WHAT YOU NEED TO DO =>
Copy exactly, please, each line of the data below until the line that contains "Target: power line" has been copied, beginning at the top.
Top of SUPPLIED RECORDS
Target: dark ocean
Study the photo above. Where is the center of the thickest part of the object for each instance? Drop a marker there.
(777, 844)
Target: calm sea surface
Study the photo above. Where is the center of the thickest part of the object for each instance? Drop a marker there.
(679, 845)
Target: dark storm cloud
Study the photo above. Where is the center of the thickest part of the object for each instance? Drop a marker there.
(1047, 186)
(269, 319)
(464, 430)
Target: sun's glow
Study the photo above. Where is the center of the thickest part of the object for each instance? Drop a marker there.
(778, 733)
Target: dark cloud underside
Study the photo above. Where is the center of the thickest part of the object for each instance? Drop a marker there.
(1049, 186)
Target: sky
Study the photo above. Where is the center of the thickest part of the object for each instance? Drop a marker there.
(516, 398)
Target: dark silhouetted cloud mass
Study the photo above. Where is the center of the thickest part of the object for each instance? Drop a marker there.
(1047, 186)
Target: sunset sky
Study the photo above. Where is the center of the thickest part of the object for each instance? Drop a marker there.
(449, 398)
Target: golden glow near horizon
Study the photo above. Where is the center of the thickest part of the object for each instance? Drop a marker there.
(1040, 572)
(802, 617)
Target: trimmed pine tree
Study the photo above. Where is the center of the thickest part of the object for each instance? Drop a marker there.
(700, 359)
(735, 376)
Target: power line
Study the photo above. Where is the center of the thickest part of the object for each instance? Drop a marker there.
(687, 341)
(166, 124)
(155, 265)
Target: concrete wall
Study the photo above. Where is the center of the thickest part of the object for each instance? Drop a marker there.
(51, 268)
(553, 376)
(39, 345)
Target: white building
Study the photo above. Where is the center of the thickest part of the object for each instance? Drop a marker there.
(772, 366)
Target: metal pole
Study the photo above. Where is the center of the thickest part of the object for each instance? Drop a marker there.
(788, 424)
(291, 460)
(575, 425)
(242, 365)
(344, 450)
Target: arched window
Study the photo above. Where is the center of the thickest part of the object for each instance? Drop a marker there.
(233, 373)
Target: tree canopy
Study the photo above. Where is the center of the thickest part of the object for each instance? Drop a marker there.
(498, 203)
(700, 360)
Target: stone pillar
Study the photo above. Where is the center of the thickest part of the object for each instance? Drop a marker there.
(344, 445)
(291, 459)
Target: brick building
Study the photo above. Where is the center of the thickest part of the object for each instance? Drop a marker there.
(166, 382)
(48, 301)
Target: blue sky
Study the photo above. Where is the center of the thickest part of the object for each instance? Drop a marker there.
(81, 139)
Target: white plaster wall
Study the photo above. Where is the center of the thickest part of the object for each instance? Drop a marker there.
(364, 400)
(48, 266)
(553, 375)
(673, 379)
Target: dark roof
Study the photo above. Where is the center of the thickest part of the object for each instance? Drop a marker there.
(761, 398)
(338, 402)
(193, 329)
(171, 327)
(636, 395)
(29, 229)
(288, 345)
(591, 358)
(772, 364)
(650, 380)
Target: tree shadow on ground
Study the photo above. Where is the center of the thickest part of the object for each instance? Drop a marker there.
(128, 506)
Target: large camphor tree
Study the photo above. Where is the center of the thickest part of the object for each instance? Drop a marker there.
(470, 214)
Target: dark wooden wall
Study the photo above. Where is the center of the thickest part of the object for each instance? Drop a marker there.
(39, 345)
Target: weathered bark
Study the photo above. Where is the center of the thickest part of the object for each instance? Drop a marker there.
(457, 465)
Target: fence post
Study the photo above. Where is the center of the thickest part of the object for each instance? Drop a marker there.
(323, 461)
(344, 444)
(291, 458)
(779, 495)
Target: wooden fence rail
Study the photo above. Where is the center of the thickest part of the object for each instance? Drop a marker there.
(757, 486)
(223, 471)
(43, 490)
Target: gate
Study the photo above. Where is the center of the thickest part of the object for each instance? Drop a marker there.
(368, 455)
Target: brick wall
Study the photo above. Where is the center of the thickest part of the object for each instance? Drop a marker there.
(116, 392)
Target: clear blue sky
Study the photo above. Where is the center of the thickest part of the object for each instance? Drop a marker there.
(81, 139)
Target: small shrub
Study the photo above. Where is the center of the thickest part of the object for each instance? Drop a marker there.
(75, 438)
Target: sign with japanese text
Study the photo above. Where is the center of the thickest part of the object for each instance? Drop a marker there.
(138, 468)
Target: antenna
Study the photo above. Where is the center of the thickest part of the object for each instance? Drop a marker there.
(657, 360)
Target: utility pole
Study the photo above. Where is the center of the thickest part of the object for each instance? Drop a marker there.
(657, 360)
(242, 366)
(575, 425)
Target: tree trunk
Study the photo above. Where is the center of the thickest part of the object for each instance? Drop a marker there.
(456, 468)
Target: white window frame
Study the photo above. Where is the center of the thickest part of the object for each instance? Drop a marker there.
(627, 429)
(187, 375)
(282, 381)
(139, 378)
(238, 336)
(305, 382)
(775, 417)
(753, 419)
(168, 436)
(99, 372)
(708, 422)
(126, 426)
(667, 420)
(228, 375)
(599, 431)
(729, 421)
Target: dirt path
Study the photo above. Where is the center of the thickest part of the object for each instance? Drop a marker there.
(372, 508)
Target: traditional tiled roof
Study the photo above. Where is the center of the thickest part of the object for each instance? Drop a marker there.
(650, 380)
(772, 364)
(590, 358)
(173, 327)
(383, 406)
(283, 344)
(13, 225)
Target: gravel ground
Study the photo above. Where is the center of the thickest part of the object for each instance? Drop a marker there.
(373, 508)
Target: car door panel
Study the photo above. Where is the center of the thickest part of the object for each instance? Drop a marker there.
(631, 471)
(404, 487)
Bottom of SUPPLIED RECORDS
SOLVED PROBLEM =>
Target: dark ocean
Study the photo above. Where is the center of the thickest part of the object for each instance? Drop a marker there.
(777, 844)
Target: calm sea surface
Study the photo above. Where is the center of the thickest part of the object for each instance? Drop a marker there.
(679, 845)
Target: dark storm cloud
Study the photo above. Where is the center of the thickest part of the object for each instance? Drop a marker there.
(1047, 186)
(269, 319)
(464, 430)
Target: sun's glow
Study the photo above. Where is the center of the thickest part of the object for each instance? Drop a marker there.
(778, 733)
Target: dark cloud underside
Study the photo above. Where is the center of the thickest part of the object for each instance? Drop a marker there.
(1049, 186)
Target: sky
Study the photo above. Where is the center of the thickest part of the object for each instance? Drop a marker there.
(516, 398)
Target: dark silhouetted cloud mass
Study the photo above. Where is the center of the thickest part of the object for each instance? Drop a marker there.
(1047, 186)
Target: sunset sky
Study the photo above. Where is the center of the thickest part of the object for each instance? Drop a marker there.
(449, 398)
Target: golden glow near horizon
Study the photo above. Where is the center of the thickest part of the object for each instance? Drop a marker there.
(1040, 572)
(802, 617)
Target: trimmed pine tree
Study the photo above. Where is the center of the thickest part of the object for each instance? Drop a marker there.
(700, 359)
(735, 376)
Target: power line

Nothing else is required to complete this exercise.